• Problem details:
One figure is wanted here: how many lines in the entries hold the word "below".

• Records to use:
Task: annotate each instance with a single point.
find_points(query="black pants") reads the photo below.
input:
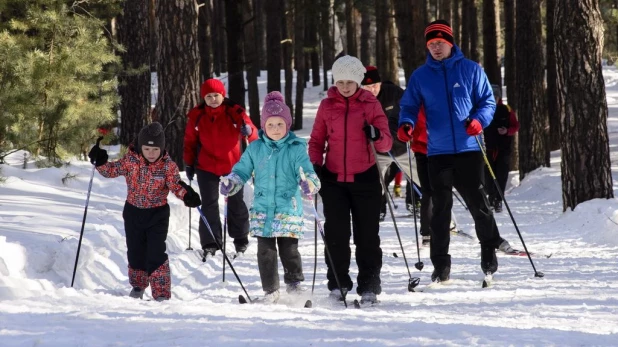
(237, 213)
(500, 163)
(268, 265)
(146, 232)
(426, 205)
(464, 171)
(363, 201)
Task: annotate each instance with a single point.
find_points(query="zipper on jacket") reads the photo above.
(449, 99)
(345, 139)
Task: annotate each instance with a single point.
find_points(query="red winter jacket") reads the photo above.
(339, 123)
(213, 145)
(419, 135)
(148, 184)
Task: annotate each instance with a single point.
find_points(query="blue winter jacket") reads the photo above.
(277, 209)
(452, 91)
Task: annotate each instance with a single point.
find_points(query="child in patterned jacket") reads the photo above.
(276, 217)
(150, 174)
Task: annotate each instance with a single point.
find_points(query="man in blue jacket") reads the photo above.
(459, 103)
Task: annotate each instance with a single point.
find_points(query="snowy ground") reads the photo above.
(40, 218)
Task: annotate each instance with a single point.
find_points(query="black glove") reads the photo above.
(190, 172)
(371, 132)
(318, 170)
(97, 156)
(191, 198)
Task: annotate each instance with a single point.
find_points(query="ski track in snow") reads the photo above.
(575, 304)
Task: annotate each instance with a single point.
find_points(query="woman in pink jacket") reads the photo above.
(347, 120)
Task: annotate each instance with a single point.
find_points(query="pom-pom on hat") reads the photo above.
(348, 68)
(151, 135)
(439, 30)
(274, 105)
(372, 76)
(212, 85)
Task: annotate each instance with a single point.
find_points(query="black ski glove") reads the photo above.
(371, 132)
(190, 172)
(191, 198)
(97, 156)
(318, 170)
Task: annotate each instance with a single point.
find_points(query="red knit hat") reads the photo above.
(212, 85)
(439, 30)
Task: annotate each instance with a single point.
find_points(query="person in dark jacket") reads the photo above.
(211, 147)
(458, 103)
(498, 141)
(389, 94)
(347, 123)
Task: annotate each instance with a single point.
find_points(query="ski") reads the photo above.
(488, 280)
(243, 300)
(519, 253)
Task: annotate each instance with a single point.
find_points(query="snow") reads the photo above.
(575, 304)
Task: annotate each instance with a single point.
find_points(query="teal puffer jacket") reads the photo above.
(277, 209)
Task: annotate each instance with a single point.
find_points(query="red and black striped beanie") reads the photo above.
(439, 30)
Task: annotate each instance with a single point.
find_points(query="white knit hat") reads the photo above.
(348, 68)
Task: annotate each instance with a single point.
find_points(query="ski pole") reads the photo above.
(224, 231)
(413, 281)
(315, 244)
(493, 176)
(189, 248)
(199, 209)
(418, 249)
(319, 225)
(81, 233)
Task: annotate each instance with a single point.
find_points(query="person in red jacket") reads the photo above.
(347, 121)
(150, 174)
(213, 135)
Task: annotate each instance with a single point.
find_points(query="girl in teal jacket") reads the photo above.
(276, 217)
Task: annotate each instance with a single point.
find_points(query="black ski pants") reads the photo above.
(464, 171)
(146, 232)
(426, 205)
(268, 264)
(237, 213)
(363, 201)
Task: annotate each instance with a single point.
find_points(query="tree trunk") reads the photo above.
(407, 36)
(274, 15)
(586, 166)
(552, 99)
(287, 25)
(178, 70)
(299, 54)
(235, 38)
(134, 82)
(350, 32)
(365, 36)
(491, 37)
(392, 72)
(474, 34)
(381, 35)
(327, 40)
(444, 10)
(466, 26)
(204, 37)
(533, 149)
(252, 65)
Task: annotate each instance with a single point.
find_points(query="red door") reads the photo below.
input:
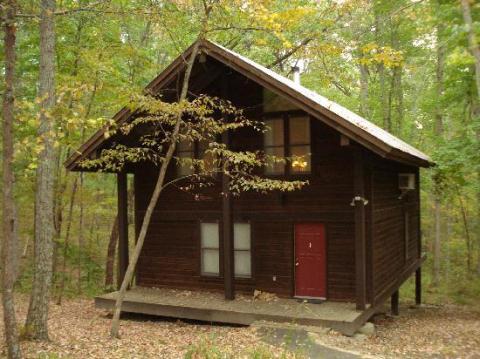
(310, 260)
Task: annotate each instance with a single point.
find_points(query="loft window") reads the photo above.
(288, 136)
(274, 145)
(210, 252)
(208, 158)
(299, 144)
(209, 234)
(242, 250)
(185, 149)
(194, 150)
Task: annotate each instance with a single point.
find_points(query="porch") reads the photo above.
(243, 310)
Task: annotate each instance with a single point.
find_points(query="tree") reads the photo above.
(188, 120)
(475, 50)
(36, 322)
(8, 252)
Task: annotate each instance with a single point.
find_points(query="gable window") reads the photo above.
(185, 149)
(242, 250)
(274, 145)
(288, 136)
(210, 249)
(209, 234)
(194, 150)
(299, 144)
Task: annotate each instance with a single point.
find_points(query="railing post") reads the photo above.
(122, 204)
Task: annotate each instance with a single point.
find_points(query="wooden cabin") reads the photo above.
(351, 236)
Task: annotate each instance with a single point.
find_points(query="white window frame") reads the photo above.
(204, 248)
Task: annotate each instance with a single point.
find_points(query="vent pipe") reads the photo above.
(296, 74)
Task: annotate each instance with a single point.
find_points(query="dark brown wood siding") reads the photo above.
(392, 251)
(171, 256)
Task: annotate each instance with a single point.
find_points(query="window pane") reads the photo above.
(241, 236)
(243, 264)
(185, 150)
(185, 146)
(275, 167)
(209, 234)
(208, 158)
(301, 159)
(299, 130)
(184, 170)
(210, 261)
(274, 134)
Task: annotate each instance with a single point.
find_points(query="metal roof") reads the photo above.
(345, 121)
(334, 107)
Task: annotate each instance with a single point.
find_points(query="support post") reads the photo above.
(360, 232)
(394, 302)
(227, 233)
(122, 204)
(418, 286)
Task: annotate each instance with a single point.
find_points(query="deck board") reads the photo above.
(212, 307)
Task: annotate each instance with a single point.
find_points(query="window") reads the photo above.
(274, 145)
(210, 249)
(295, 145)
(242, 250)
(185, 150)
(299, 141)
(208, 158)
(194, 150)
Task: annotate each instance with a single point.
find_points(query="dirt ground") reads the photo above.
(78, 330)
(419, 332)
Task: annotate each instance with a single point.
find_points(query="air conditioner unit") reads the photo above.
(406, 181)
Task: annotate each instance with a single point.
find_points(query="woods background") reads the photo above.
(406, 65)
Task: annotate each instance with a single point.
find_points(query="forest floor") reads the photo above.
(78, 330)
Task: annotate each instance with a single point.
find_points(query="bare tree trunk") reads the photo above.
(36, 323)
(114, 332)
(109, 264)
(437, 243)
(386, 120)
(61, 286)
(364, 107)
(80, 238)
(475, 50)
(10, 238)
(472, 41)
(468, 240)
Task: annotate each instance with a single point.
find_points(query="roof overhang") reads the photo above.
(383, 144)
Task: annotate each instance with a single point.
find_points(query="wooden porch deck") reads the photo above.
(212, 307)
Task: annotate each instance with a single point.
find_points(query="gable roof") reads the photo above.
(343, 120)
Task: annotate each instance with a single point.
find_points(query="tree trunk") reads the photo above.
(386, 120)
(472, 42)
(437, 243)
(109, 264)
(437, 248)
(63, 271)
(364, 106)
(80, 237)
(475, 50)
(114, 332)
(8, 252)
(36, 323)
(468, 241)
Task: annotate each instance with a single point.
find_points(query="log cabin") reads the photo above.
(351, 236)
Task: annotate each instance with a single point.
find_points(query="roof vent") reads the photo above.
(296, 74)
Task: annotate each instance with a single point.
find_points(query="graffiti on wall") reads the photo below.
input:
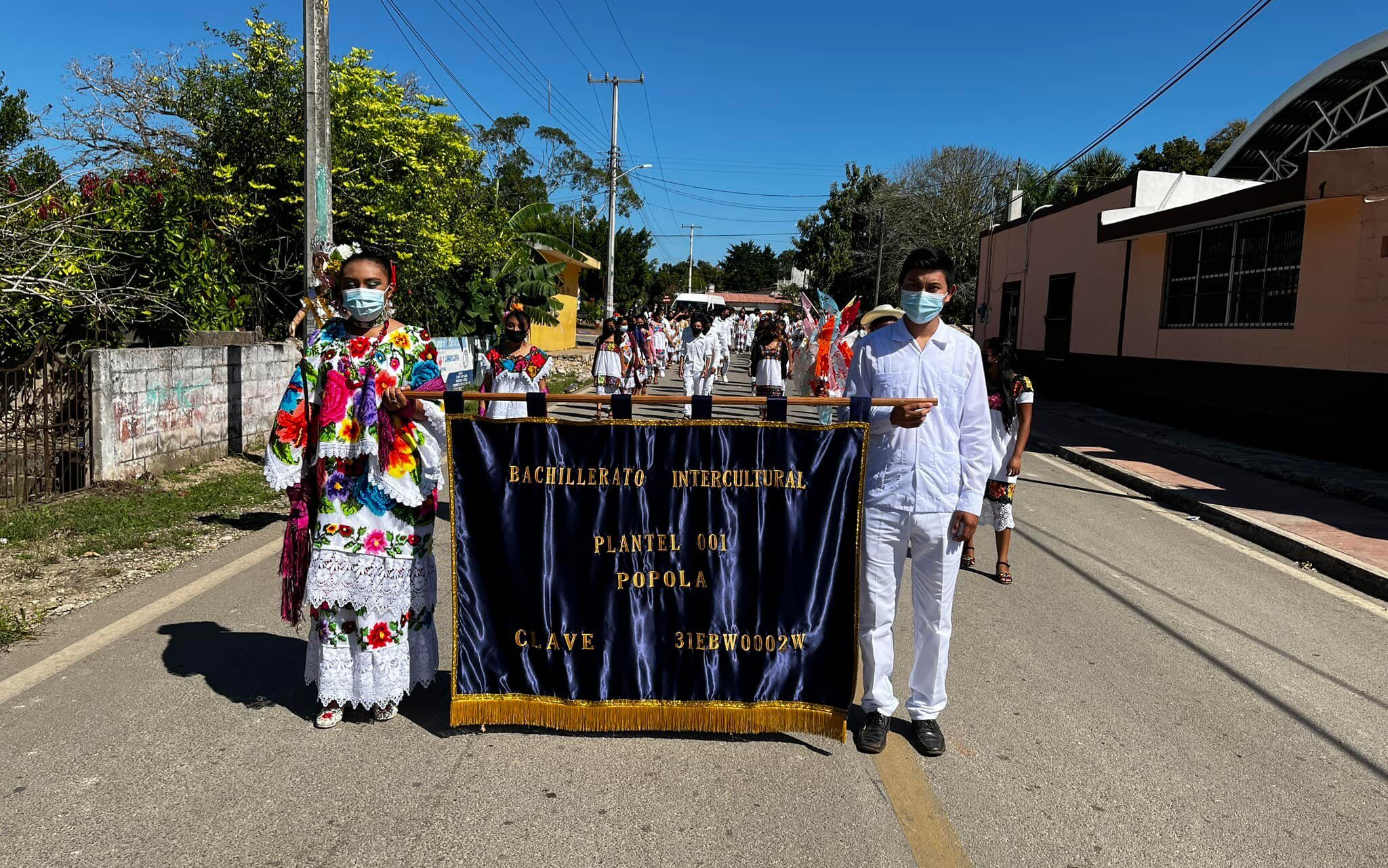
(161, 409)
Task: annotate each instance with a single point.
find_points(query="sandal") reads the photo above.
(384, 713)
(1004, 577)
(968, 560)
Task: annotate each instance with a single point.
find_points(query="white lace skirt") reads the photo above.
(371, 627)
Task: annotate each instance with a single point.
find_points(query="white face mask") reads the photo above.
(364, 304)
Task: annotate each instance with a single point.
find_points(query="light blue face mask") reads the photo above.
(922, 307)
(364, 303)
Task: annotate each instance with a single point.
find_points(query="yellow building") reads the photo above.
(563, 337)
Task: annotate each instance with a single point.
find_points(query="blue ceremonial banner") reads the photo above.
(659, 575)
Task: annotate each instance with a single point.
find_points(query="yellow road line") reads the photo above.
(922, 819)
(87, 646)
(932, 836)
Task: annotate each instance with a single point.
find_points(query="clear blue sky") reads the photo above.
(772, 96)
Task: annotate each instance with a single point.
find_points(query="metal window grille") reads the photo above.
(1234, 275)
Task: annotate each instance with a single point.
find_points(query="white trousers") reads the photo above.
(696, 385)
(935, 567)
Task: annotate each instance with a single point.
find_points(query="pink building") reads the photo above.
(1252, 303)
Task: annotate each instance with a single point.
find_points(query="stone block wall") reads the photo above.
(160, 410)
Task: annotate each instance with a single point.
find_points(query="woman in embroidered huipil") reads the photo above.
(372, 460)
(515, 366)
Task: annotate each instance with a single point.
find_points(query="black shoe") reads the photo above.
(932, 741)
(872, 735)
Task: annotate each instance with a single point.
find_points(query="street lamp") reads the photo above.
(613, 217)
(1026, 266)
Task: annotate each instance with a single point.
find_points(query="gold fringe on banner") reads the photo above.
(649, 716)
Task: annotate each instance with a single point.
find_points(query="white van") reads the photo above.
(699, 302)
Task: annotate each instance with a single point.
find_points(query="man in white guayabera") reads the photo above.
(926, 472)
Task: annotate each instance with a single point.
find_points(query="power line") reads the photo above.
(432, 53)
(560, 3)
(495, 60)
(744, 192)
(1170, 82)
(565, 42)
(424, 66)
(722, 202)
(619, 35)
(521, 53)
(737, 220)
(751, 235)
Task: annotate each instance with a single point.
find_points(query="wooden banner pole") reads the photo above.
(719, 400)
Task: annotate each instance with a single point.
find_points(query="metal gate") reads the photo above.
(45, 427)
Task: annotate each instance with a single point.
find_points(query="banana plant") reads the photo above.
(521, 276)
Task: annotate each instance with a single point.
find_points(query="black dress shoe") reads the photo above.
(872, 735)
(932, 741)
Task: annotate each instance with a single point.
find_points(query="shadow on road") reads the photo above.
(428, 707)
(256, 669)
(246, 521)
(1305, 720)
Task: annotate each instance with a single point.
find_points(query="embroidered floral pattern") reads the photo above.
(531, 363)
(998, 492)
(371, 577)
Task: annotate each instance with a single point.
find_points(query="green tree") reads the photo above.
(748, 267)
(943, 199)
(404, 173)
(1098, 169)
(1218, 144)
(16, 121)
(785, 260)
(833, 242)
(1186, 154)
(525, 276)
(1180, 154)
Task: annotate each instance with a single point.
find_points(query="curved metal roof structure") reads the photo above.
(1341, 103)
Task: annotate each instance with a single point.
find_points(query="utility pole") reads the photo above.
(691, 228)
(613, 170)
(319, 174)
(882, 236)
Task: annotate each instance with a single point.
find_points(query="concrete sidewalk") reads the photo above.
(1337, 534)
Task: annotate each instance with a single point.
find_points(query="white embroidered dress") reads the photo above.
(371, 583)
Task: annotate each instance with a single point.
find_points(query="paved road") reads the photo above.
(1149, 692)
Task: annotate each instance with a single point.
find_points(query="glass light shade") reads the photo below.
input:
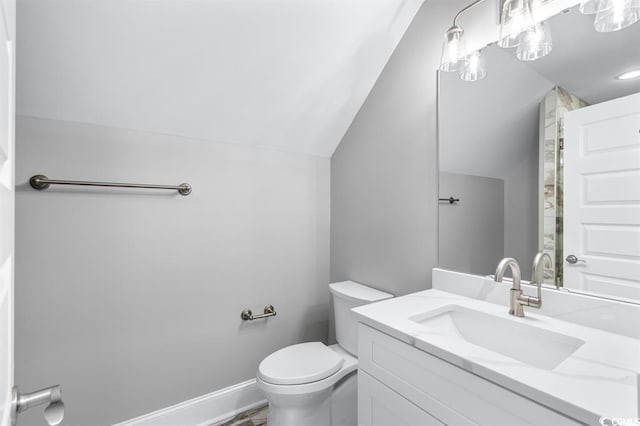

• Solution for this problem:
4